What is required:
Which lines run from the one containing "Keypoint placement rule: for each instance of the tall" through the one containing "(555, 1148)"? Quote them word for word from the records below, both ends included.

Coordinate annotation records:
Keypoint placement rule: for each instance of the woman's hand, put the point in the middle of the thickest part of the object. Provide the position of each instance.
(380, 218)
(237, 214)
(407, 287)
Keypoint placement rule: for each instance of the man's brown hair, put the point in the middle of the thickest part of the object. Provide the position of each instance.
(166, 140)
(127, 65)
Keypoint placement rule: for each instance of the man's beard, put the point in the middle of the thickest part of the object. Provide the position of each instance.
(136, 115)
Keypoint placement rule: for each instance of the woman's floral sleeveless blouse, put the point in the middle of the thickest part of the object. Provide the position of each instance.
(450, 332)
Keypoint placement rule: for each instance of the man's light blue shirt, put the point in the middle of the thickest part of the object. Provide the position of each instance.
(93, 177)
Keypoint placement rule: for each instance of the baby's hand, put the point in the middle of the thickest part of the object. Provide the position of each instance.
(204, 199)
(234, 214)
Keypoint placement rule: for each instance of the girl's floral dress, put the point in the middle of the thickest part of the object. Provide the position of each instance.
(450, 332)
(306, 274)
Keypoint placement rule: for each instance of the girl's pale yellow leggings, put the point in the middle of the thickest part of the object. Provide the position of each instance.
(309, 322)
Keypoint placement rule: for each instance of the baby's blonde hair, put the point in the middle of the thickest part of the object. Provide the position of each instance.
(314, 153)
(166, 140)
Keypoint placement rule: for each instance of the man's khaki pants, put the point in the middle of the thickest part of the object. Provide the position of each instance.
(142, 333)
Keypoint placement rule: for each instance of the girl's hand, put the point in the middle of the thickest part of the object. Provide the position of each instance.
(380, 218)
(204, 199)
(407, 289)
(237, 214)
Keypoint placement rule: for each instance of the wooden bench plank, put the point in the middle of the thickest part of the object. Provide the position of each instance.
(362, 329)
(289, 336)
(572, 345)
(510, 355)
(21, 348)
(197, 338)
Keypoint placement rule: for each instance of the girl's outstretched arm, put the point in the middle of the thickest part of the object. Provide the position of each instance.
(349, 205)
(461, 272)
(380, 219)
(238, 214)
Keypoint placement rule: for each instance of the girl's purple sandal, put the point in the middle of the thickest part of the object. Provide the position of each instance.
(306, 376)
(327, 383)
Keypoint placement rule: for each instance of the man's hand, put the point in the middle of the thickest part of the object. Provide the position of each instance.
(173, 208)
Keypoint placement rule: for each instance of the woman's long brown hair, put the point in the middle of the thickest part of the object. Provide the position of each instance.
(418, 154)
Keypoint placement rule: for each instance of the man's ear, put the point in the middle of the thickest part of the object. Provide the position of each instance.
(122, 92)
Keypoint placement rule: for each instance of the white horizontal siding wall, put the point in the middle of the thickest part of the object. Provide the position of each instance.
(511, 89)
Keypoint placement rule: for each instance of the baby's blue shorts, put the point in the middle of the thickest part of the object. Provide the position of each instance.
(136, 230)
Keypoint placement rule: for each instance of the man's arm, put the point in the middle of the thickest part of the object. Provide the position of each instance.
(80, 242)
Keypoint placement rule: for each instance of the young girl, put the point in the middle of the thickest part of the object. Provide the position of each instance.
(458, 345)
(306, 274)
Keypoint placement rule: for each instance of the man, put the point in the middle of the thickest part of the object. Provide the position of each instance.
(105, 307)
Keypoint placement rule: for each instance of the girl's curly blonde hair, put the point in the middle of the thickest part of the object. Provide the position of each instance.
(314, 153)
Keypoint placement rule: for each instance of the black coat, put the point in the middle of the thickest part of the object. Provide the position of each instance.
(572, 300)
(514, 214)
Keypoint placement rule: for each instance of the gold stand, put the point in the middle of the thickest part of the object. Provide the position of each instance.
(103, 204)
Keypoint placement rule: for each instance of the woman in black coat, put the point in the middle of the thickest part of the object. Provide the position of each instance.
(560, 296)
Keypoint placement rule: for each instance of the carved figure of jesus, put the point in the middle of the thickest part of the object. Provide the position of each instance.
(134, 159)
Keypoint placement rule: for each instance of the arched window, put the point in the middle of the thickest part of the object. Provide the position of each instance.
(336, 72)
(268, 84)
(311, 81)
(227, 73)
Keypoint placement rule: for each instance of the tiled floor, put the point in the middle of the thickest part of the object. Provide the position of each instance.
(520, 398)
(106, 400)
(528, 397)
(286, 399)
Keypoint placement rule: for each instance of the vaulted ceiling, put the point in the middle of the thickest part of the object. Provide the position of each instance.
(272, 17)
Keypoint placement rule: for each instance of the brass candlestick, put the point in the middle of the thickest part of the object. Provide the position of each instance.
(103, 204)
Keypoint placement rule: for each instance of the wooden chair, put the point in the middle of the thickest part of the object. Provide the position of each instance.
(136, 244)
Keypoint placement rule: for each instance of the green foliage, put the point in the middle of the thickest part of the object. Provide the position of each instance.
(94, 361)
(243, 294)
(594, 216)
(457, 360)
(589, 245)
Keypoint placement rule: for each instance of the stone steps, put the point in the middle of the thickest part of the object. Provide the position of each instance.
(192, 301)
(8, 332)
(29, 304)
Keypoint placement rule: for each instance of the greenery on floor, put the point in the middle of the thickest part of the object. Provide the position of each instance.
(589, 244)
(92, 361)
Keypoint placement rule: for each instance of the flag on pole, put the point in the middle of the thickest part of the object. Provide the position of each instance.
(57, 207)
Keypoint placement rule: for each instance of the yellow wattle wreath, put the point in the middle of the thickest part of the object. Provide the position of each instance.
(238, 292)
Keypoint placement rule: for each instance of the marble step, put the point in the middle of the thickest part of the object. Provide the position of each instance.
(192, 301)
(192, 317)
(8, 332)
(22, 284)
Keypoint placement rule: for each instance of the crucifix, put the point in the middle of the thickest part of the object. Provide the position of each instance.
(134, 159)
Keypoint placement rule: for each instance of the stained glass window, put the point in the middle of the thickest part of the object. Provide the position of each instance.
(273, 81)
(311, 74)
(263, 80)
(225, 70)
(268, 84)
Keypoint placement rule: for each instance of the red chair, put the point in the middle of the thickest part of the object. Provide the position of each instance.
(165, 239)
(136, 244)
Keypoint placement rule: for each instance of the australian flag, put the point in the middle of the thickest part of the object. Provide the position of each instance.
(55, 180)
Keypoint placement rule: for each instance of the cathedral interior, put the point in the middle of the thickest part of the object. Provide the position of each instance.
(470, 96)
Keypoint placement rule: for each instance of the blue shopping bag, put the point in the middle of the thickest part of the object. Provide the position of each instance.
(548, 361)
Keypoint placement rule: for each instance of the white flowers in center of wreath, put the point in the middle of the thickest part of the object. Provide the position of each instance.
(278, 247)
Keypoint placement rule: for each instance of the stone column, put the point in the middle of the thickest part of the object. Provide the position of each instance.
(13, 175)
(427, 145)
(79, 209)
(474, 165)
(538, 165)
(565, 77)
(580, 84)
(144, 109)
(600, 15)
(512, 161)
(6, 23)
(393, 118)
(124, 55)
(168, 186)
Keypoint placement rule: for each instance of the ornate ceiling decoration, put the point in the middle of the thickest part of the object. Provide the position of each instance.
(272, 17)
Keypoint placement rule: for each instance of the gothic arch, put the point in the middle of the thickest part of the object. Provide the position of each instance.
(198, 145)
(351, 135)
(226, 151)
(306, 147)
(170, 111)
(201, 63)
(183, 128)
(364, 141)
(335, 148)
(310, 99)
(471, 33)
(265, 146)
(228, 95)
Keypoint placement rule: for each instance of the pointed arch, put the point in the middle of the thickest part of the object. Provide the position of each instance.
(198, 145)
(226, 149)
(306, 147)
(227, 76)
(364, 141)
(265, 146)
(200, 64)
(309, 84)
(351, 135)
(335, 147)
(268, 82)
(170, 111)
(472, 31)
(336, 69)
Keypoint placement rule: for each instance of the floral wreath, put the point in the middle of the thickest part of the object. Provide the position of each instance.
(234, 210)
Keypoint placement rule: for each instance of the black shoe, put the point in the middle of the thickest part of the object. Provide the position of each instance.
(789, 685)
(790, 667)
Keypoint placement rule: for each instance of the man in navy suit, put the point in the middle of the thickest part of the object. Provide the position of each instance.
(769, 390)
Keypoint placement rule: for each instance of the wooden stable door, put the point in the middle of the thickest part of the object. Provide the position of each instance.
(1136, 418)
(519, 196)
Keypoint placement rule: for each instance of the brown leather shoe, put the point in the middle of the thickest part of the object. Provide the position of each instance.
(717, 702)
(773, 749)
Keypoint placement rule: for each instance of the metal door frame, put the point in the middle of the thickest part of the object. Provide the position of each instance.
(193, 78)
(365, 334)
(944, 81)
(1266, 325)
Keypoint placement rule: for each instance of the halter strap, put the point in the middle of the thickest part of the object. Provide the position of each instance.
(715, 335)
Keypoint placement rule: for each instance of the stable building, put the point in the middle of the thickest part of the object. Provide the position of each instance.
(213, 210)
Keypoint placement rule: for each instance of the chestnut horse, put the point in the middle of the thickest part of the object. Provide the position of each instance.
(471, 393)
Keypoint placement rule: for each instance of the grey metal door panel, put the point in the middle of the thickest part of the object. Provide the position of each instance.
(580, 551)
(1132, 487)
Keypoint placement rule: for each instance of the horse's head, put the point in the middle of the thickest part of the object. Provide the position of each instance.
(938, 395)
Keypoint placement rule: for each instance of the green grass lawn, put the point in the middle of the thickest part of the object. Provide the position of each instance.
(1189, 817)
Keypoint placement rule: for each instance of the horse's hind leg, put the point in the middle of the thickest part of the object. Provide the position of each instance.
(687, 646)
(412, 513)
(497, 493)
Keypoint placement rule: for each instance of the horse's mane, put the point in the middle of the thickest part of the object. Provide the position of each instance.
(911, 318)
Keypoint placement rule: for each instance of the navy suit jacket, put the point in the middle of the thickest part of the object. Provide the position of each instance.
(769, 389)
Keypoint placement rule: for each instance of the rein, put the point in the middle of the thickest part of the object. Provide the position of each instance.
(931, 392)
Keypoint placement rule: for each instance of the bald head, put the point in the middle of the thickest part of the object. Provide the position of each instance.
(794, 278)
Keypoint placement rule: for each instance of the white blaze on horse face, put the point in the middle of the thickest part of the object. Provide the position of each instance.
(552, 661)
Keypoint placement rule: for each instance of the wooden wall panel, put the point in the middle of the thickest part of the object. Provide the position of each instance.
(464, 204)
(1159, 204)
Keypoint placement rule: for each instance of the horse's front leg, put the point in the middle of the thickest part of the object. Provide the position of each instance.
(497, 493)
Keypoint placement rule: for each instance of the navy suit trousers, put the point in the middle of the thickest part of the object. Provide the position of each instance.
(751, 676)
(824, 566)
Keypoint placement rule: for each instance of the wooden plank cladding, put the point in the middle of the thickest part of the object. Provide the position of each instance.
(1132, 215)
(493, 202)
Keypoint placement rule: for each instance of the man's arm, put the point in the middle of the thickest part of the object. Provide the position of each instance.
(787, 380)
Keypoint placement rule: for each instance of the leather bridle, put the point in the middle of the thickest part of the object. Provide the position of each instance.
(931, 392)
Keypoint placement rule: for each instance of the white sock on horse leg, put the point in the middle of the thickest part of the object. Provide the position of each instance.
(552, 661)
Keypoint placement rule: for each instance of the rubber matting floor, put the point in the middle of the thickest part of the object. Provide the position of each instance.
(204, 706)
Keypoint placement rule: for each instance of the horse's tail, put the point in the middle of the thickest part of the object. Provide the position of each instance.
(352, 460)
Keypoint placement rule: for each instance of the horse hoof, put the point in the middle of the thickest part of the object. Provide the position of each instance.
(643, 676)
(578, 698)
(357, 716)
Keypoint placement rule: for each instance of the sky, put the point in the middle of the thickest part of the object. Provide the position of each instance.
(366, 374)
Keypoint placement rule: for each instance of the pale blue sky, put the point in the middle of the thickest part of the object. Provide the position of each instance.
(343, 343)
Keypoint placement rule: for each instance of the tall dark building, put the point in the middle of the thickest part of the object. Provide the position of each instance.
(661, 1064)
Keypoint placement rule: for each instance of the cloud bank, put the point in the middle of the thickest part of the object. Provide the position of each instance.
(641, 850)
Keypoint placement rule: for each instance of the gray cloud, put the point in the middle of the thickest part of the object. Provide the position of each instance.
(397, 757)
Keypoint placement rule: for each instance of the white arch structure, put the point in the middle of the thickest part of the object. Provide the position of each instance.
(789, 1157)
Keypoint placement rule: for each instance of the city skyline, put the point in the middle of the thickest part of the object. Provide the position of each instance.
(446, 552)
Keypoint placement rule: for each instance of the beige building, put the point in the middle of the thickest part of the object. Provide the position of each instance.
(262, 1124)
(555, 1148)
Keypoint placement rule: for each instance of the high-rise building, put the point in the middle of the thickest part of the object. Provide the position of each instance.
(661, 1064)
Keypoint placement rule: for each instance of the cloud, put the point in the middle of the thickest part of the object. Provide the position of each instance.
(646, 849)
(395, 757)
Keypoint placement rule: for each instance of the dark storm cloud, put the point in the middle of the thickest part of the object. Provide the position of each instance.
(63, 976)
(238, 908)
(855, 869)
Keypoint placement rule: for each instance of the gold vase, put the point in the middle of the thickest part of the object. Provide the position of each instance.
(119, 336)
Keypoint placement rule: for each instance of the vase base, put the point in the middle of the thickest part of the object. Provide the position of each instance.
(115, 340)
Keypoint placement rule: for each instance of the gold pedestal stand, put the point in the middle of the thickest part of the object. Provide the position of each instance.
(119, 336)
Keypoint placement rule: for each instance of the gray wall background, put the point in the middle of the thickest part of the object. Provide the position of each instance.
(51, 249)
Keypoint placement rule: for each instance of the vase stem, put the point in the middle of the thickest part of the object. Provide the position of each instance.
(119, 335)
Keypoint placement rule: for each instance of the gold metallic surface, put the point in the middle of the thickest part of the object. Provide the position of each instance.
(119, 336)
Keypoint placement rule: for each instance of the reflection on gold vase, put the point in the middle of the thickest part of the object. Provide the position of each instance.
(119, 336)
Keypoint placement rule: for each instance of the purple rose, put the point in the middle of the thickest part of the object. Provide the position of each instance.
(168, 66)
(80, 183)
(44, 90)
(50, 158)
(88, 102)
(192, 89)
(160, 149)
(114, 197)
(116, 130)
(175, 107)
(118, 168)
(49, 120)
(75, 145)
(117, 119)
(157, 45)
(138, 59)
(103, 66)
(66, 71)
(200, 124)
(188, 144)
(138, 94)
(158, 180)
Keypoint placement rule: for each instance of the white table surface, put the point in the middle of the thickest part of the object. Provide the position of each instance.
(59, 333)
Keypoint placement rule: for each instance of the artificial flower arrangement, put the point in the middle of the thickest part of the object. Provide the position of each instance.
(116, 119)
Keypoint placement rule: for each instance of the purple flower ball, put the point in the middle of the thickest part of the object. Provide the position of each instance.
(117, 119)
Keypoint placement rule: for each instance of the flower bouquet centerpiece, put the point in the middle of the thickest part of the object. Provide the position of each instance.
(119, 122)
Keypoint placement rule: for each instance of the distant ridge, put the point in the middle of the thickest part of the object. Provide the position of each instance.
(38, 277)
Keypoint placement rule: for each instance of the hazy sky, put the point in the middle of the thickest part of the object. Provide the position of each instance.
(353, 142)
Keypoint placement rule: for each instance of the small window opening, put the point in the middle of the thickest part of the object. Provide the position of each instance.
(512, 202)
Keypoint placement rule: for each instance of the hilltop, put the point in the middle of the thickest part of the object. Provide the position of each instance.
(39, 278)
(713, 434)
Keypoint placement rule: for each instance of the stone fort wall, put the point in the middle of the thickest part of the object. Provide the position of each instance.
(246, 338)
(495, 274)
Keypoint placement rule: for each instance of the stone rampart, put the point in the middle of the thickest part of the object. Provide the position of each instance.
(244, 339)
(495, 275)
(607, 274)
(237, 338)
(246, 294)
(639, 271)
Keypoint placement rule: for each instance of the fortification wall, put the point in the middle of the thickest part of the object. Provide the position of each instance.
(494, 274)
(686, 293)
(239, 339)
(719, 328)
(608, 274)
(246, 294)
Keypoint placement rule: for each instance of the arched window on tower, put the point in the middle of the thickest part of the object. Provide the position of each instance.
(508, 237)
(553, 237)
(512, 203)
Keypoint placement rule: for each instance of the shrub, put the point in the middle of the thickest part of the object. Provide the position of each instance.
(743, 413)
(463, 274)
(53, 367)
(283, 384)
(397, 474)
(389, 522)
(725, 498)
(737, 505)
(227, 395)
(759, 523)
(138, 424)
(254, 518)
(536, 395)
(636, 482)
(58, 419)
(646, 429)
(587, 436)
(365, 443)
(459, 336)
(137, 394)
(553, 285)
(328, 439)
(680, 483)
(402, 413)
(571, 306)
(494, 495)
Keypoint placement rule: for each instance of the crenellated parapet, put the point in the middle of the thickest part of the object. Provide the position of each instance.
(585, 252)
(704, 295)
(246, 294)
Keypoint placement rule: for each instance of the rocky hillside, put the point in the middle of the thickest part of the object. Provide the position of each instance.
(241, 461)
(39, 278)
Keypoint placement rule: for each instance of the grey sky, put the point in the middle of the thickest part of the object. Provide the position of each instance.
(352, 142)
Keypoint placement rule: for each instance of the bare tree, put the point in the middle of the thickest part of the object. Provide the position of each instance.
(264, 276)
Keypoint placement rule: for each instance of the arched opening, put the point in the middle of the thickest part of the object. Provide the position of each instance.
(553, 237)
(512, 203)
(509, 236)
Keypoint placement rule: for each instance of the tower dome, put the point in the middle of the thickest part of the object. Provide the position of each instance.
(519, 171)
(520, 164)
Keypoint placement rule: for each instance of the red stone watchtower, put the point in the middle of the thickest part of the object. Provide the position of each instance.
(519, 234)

Written response:
Keypoint placement rule: for each instance of the tall dark building, put the point in the middle of the thickest part of the object. Provide the position of each instance.
(661, 1064)
Keypoint placement rule: for each instance of the cloud bank, put the point in the middle of the thickest part of the object. Provide the position of each instance.
(641, 850)
Keypoint placement rule: for each instance of the gray cloud, put the point in the middle of the thickest part of the object. Provide the position of each instance.
(397, 757)
Keypoint placement rule: for each instance of the white arch structure, put the point in the middle of the thickest part of the object. Provide the position of each instance.
(789, 1157)
Keypoint placement rule: for each instance of the city skyline, put the point in the middle of the thickest part of the object. Provide the position of each instance.
(446, 552)
Keypoint placement rule: for each instance of the beige building, put the point in the middle of the thickest part of the object. Provide the position of each instance.
(262, 1124)
(555, 1148)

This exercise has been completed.